[Stored entries]
• • • • • • •

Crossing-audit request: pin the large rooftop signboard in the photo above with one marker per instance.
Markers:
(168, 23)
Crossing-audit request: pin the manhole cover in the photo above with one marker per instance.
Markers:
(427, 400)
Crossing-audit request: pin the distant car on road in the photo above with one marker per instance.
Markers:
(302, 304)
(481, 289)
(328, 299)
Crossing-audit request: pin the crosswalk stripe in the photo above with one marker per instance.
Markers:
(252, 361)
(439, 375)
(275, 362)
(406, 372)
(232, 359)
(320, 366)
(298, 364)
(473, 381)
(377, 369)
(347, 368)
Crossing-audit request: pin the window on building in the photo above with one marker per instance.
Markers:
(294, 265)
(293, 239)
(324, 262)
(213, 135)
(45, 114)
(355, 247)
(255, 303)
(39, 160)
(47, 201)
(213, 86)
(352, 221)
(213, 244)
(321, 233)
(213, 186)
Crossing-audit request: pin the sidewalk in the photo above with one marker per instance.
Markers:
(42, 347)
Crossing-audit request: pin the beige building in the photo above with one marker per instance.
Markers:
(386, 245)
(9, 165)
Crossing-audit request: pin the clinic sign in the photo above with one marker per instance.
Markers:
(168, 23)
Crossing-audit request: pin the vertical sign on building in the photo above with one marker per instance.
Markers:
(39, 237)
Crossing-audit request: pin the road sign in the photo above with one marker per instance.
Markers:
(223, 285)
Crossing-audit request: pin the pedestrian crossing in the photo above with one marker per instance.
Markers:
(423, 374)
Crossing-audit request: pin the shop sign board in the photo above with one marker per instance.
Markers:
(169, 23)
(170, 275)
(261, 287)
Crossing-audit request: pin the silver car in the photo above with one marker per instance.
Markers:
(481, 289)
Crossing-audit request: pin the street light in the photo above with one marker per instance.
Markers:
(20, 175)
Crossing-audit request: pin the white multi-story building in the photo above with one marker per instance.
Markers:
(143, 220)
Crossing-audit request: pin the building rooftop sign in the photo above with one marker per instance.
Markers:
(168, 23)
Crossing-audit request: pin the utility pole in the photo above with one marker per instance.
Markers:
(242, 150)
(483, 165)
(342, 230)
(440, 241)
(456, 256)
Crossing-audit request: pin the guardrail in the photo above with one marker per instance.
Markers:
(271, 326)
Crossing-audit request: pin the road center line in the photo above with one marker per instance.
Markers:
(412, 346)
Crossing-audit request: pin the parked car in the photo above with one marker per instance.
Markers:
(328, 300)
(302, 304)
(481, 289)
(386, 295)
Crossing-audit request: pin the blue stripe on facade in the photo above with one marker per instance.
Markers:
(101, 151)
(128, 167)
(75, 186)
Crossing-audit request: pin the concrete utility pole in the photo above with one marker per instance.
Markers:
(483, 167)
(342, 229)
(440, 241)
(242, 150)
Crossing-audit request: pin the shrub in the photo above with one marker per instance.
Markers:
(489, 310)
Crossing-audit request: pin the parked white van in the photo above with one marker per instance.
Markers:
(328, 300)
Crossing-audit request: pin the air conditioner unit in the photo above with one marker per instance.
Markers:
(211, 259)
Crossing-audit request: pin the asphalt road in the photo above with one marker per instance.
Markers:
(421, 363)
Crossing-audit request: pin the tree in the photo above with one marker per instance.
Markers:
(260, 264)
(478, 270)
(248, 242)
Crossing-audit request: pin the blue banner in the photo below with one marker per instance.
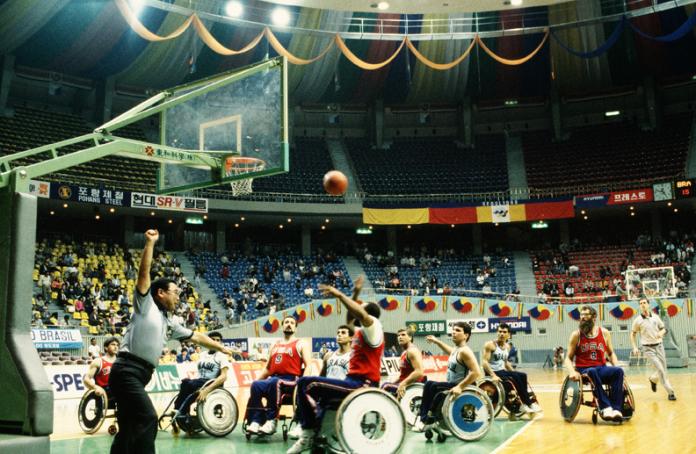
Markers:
(242, 343)
(591, 201)
(88, 194)
(328, 342)
(54, 339)
(516, 324)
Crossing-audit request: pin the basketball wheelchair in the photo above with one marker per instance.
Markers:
(505, 396)
(573, 397)
(217, 415)
(286, 399)
(93, 410)
(366, 420)
(468, 416)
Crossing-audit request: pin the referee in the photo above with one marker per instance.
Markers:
(148, 331)
(652, 330)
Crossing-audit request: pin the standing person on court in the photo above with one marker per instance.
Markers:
(283, 367)
(150, 328)
(590, 348)
(496, 364)
(97, 376)
(462, 371)
(410, 365)
(652, 331)
(336, 362)
(335, 365)
(363, 369)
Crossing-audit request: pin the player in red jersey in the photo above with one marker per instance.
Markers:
(284, 366)
(591, 348)
(411, 365)
(363, 369)
(97, 377)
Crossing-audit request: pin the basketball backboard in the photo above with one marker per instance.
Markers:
(243, 113)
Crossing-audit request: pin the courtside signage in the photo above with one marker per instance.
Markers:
(56, 338)
(169, 202)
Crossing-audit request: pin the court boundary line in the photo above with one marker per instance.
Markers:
(512, 438)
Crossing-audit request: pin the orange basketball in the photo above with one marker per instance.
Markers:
(335, 183)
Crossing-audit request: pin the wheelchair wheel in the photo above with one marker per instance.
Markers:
(92, 411)
(218, 414)
(370, 420)
(629, 404)
(410, 403)
(570, 399)
(469, 416)
(496, 393)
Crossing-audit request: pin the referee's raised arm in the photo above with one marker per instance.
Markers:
(143, 284)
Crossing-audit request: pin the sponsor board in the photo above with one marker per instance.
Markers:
(169, 202)
(425, 328)
(478, 325)
(591, 200)
(631, 196)
(54, 339)
(88, 194)
(516, 324)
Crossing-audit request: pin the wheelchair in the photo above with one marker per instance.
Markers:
(93, 410)
(573, 397)
(504, 396)
(217, 415)
(287, 399)
(366, 420)
(410, 402)
(468, 416)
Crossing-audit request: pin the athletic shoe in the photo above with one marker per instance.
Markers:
(296, 432)
(253, 428)
(269, 427)
(608, 414)
(304, 443)
(618, 416)
(418, 426)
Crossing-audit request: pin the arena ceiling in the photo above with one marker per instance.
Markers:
(92, 41)
(418, 6)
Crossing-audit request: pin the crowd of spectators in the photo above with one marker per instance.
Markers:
(563, 278)
(92, 284)
(420, 271)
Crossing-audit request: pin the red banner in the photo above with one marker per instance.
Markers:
(632, 196)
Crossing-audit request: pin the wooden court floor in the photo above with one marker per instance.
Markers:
(657, 427)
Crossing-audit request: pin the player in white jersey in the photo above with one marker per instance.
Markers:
(652, 331)
(212, 365)
(336, 362)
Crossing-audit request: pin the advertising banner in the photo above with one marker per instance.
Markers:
(169, 202)
(45, 339)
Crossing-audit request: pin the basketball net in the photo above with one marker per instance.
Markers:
(240, 165)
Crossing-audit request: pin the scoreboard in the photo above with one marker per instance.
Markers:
(684, 189)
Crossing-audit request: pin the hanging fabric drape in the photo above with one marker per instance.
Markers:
(361, 63)
(675, 35)
(608, 44)
(278, 47)
(143, 32)
(518, 61)
(217, 47)
(439, 66)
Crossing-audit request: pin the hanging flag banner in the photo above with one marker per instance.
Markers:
(631, 196)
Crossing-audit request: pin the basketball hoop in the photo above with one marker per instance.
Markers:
(240, 165)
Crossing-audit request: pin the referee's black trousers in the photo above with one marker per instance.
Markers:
(136, 416)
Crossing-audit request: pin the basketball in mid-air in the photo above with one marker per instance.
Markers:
(335, 182)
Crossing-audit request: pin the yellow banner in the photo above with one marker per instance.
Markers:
(380, 216)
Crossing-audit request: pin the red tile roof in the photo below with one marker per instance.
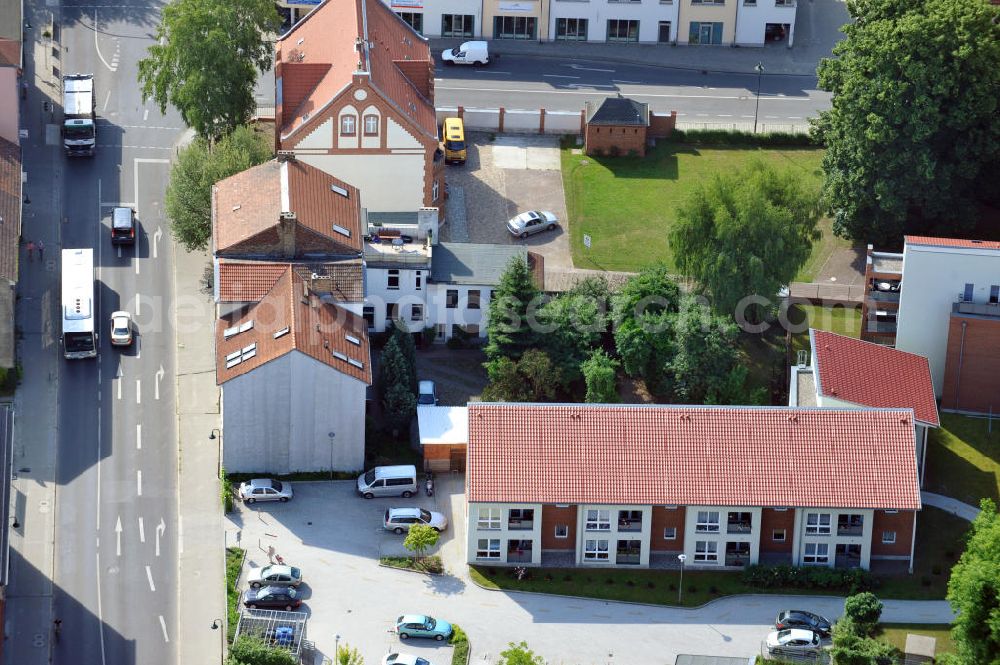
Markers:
(291, 318)
(247, 211)
(692, 455)
(319, 58)
(873, 375)
(952, 242)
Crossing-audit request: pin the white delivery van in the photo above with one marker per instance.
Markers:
(388, 481)
(467, 53)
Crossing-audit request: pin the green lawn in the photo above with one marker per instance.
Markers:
(963, 459)
(627, 204)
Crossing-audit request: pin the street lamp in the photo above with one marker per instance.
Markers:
(680, 587)
(759, 68)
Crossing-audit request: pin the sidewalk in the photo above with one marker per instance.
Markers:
(201, 565)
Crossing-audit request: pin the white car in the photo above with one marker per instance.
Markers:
(794, 641)
(121, 329)
(532, 222)
(404, 659)
(399, 520)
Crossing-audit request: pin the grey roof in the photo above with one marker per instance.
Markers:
(618, 111)
(472, 263)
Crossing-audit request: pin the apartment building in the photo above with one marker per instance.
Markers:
(638, 485)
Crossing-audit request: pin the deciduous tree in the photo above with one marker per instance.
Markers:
(204, 61)
(912, 132)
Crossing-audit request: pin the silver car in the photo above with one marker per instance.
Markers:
(532, 222)
(265, 489)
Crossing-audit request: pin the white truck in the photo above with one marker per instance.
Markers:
(79, 115)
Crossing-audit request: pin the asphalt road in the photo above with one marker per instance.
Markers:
(117, 531)
(523, 82)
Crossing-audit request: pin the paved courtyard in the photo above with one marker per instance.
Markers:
(336, 538)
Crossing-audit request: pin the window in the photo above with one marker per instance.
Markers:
(816, 553)
(514, 27)
(623, 31)
(705, 33)
(348, 125)
(458, 25)
(818, 523)
(708, 522)
(571, 29)
(595, 550)
(488, 548)
(489, 518)
(706, 551)
(413, 19)
(598, 520)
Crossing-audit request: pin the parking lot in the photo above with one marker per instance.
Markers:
(500, 179)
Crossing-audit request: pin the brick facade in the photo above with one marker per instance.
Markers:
(972, 364)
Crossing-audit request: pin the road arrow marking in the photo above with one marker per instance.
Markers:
(159, 376)
(160, 529)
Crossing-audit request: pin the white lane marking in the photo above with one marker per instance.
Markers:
(161, 528)
(97, 47)
(118, 536)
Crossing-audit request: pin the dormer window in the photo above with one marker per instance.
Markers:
(348, 125)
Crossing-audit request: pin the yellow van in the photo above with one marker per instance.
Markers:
(454, 141)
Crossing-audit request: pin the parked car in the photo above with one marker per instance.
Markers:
(404, 659)
(123, 226)
(532, 222)
(419, 625)
(425, 394)
(793, 642)
(274, 575)
(121, 328)
(285, 598)
(401, 519)
(804, 620)
(265, 489)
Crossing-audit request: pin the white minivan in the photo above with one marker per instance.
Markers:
(467, 53)
(388, 481)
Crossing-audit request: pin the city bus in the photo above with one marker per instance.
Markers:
(79, 333)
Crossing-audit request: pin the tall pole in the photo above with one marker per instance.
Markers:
(759, 68)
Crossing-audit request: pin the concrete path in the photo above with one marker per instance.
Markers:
(953, 506)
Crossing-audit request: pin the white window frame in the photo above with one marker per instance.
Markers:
(488, 552)
(706, 551)
(820, 526)
(705, 522)
(598, 519)
(488, 519)
(596, 550)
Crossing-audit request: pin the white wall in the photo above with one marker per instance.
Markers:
(277, 418)
(933, 279)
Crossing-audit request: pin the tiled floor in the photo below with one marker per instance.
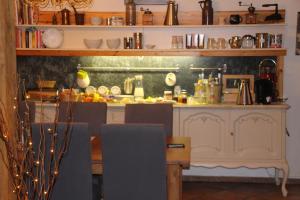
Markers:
(237, 191)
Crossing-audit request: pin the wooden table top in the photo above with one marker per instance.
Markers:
(181, 156)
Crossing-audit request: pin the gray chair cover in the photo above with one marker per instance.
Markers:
(74, 181)
(151, 113)
(27, 107)
(92, 113)
(134, 162)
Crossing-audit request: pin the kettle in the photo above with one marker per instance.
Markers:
(244, 96)
(207, 12)
(171, 15)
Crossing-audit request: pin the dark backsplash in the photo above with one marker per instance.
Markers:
(63, 70)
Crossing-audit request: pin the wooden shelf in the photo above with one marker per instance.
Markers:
(45, 26)
(151, 52)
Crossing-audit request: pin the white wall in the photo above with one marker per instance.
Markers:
(291, 82)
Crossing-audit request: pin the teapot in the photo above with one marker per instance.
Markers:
(171, 15)
(207, 12)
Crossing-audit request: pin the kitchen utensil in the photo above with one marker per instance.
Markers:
(235, 19)
(262, 40)
(235, 42)
(244, 97)
(171, 14)
(248, 41)
(130, 13)
(92, 43)
(207, 12)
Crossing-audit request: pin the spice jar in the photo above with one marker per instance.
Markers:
(168, 95)
(147, 17)
(182, 98)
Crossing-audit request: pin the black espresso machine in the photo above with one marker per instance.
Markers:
(265, 85)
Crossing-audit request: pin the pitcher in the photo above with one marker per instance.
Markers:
(207, 12)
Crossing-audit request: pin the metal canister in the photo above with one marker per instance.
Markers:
(262, 40)
(138, 40)
(188, 42)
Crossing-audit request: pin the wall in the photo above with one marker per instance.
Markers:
(292, 71)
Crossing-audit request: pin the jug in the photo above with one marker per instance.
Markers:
(207, 12)
(138, 89)
(171, 15)
(65, 16)
(244, 96)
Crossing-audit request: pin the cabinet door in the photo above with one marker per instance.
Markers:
(208, 131)
(257, 134)
(115, 115)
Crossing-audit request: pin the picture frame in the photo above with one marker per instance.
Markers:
(231, 83)
(149, 2)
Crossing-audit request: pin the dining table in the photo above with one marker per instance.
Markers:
(178, 157)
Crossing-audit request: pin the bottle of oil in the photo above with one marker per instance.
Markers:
(130, 13)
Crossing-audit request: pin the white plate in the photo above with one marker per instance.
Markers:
(115, 90)
(103, 90)
(53, 38)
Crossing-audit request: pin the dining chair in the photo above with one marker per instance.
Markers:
(134, 162)
(93, 113)
(26, 111)
(152, 114)
(74, 180)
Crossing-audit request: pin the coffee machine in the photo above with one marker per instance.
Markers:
(265, 85)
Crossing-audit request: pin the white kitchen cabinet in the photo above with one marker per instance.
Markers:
(251, 136)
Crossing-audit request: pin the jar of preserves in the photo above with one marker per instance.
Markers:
(182, 98)
(168, 95)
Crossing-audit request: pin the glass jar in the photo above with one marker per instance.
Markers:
(168, 95)
(182, 98)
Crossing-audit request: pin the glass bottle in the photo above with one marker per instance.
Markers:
(130, 13)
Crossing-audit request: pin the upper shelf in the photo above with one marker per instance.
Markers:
(151, 52)
(44, 26)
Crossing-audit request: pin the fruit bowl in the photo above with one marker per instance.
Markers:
(113, 43)
(92, 43)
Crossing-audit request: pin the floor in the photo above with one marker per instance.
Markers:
(237, 191)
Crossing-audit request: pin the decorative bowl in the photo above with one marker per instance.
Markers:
(113, 43)
(53, 38)
(92, 43)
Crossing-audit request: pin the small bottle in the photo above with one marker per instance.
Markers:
(130, 13)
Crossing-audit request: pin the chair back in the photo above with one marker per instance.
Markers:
(93, 113)
(27, 109)
(74, 180)
(134, 162)
(152, 114)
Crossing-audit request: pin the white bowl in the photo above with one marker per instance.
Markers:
(92, 43)
(113, 43)
(95, 20)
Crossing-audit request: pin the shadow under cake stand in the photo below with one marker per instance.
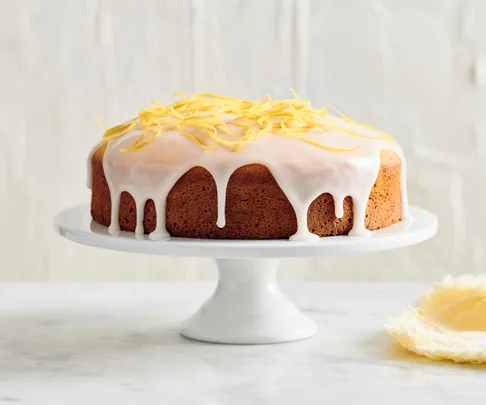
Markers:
(247, 306)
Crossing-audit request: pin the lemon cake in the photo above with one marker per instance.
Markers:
(216, 167)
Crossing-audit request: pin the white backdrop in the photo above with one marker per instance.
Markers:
(414, 68)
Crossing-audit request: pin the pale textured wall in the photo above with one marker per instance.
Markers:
(415, 68)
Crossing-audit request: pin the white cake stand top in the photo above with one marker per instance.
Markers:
(76, 224)
(247, 306)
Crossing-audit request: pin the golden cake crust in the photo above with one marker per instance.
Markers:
(256, 207)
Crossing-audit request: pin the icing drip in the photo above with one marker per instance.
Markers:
(338, 205)
(300, 167)
(160, 232)
(140, 206)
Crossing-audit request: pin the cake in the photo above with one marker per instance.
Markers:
(215, 167)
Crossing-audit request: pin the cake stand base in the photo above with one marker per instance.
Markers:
(248, 307)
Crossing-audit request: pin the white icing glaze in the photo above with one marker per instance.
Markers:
(303, 172)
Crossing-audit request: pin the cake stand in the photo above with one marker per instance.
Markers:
(247, 306)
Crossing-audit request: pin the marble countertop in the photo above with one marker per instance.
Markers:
(119, 343)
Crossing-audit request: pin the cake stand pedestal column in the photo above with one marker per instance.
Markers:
(248, 307)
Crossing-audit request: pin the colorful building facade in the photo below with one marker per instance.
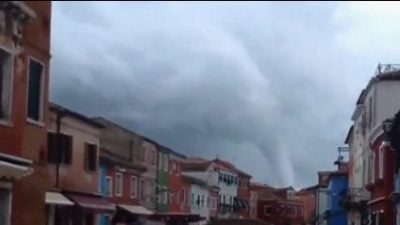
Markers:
(120, 172)
(73, 158)
(162, 189)
(337, 189)
(25, 58)
(179, 190)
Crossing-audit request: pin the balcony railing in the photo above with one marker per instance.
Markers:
(386, 68)
(358, 194)
(355, 199)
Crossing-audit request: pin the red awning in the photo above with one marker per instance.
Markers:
(177, 216)
(91, 202)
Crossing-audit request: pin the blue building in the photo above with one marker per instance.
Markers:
(337, 189)
(103, 219)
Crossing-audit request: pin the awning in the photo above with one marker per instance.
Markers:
(55, 198)
(91, 202)
(136, 209)
(177, 216)
(12, 171)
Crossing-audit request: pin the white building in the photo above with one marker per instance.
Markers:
(199, 199)
(218, 174)
(228, 190)
(379, 101)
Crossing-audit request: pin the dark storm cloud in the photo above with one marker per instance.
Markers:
(268, 86)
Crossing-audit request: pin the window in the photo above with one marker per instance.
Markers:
(107, 220)
(173, 168)
(143, 154)
(5, 84)
(268, 210)
(182, 196)
(90, 157)
(142, 189)
(89, 219)
(381, 160)
(160, 161)
(109, 186)
(118, 184)
(65, 152)
(35, 90)
(153, 158)
(133, 186)
(198, 201)
(5, 198)
(165, 163)
(370, 113)
(373, 167)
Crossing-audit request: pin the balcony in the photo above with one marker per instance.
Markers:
(397, 183)
(355, 199)
(386, 68)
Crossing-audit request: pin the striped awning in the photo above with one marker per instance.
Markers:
(91, 202)
(136, 209)
(55, 198)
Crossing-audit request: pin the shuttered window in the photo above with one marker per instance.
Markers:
(65, 149)
(35, 92)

• • • • • • •

## PROBLEM TO WORK ON:
In the records, from the line holding "Crossing-audit request: pin the awning" through the end of the records, inclusive, swap "instance" for "item" and write those lines out again with everything else unchanged.

## WRITTEN ANSWER:
Crossing-audit request: pin the awning in the photo above with one marker per item.
Markers:
(55, 198)
(91, 202)
(136, 209)
(177, 216)
(12, 171)
Crossing-audit request: pin the white building in the photo above with one marker per item.
Markers:
(199, 199)
(218, 174)
(228, 190)
(379, 101)
Crossing-audit request: pin the dark storm cloud in the photo above with one marker per item.
Markers:
(268, 86)
Crossing-audit request: pin the window in the photo above with one marker per item.
Markers:
(107, 220)
(173, 168)
(143, 154)
(5, 84)
(268, 210)
(182, 196)
(90, 157)
(142, 189)
(89, 219)
(381, 160)
(160, 161)
(109, 186)
(118, 184)
(65, 152)
(35, 90)
(153, 158)
(133, 186)
(198, 201)
(5, 198)
(165, 163)
(370, 113)
(373, 167)
Crossing-audit request: pin the balcony in the photo above with one marker per item.
Markers:
(397, 183)
(355, 199)
(386, 68)
Crossing-audit request: pin the striped awning in the photo above with one marker per item.
Markers:
(91, 202)
(136, 209)
(55, 198)
Crossing-audit request: pin the shuttered window in the photo above with one marker per item.
Markers:
(65, 149)
(35, 92)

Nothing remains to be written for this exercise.